__EXERCICE ÉCRIT 1__
Selon l'extrait fourni, qui le président Faye a-t-il nommé à la tête de la Coalition Diomaye Président ?

__EXTRAIT FOURNI__
.....
Crise en haut lieu au Sénégal : Bassirou Diomaye Faye et Ousmane Sonko, une alliance déjà fissurée ?


Lecture 5 min.
Bassirou Diomaye Faye et Ousmane Sonko
Bassirou Diomaye Faye et Ousmane Sonko

La scène politique sénégalaise traverse une zone de turbulence inattendue. En nommant Aminata « Mimi » Touré à la tête de la Coalition Diomaye Président à la place d’Aïda Mbodj, le chef de l’État Bassirou Diomaye Diakhar Faye a déclenché un séisme politique aux allures de désaveu envers son Premier ministre Ousmane Sonko. Un acte fort, qui révèle en filigrane les premières divergences publiques entre les deux figures de l’exécutif sénégalais, pourtant portées au pouvoir par une même dynamique de rupture.

Pour rappel, le Président Faye avait annoncé, dans un communiqué officiel daté du 11 novembre 2025, la fin de mission d’Aïda Mbodj, tout en saluant son engagement lors de la présidentielle de mars 2024. Il justifie cette réorganisation par « la léthargie et les divisions persistantes » au sein de la coalition. Mais derrière cette explication institutionnelle, beaucoup y voient un réglage de comptes politique, révélateur d’un malaise croissant entre les deux têtes de l’exécutif.

Diomaye Faye reprend la main : la fin d’une cohabitation tacite ?

Jusqu’ici perçu comme calme, réfléchi et discret, Bassirou Diomaye Faye semblait avoir trouvé la formule idéale pour coexister avec son charismatique Premier ministre, Ousmane Sonko. Son silence face aux controverses et sa posture apaisée avaient séduit une partie de l’opinion publique, soucieuse de stabilité après des années de tensions politiques. Mais la nomination de Mimi Touré marque une rupture. Ce choix, effectué sans consultation apparente avec Sonko, est interprété par de nombreux analystes comme un acte d’autorité : Diomaye Faye cherche à reprendre la main politique et à s’affirmer face à un Premier ministre jugé parfois « trop présent ».
.....
__ENTRÉES__

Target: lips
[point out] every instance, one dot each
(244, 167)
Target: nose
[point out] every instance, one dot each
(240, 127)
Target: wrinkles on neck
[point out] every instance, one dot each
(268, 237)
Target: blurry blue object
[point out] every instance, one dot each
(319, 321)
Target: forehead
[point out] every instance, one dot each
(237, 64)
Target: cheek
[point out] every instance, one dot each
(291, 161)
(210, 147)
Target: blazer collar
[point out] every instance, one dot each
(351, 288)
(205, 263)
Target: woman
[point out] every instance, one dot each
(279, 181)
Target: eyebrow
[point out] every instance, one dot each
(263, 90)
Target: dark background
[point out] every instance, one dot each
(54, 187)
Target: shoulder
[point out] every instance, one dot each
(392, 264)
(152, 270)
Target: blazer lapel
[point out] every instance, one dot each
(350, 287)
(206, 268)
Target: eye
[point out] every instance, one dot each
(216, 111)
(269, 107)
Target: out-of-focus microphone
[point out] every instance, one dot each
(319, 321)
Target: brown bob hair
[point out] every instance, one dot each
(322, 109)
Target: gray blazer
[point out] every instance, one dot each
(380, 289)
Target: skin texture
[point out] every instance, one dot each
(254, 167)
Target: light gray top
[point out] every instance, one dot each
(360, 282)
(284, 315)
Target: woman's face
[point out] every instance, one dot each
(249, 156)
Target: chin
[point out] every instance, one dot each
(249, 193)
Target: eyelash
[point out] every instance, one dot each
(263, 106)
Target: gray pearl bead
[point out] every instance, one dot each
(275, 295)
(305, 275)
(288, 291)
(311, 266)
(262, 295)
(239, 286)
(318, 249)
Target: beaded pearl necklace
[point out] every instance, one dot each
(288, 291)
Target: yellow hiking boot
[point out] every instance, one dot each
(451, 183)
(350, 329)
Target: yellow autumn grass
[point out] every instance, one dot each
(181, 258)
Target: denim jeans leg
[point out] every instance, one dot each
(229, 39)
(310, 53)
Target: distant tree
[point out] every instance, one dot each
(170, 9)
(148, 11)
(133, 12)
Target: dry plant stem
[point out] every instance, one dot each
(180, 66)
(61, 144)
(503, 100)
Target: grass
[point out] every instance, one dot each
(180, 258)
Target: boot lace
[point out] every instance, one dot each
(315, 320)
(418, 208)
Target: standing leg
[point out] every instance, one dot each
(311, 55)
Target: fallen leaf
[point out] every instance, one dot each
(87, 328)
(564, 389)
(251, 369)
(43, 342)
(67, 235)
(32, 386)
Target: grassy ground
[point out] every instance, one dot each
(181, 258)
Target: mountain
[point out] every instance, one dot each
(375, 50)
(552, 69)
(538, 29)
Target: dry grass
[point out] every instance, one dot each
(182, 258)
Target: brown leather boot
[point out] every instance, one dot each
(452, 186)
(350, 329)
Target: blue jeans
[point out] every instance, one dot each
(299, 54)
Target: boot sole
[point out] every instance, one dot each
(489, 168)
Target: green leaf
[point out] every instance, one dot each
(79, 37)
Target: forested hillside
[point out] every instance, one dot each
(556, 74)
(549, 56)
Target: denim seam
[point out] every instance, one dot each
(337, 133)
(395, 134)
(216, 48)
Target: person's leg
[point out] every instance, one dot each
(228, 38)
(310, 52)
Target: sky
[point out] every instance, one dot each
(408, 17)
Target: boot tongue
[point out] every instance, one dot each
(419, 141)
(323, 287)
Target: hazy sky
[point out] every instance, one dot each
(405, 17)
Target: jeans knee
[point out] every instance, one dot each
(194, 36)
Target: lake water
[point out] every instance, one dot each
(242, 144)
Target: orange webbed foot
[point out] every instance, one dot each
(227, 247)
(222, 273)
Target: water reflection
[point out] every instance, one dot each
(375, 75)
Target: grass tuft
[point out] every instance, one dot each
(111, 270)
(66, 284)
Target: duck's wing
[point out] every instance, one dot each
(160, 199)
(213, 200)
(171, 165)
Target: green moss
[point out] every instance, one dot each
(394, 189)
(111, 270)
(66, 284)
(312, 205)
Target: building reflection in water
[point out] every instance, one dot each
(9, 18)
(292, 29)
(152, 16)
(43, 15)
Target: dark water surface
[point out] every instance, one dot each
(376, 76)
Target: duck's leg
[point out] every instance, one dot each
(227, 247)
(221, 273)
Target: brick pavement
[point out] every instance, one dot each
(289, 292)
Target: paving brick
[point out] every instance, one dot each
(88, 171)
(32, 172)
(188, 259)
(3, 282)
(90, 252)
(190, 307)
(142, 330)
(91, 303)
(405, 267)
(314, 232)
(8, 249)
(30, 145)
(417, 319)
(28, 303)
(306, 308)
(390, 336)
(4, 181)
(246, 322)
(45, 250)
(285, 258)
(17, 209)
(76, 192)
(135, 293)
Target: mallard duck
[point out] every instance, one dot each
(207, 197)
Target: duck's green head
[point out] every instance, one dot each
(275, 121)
.....
__EXERCICE ÉCRIT 2__
Repérez dans les enregistrements chaque ligne qui contient la chaîne "water", puis recopiez-les toutes.

__BONNE RÉPONSE 1__
Il a nommé Aminata « Mimi » Touré, à la place d'Aïda Mbodj.

__BONNE RÉPONSE 2__
Target: lake water
Target: water reflection
Target: building reflection in water
Target: dark water surface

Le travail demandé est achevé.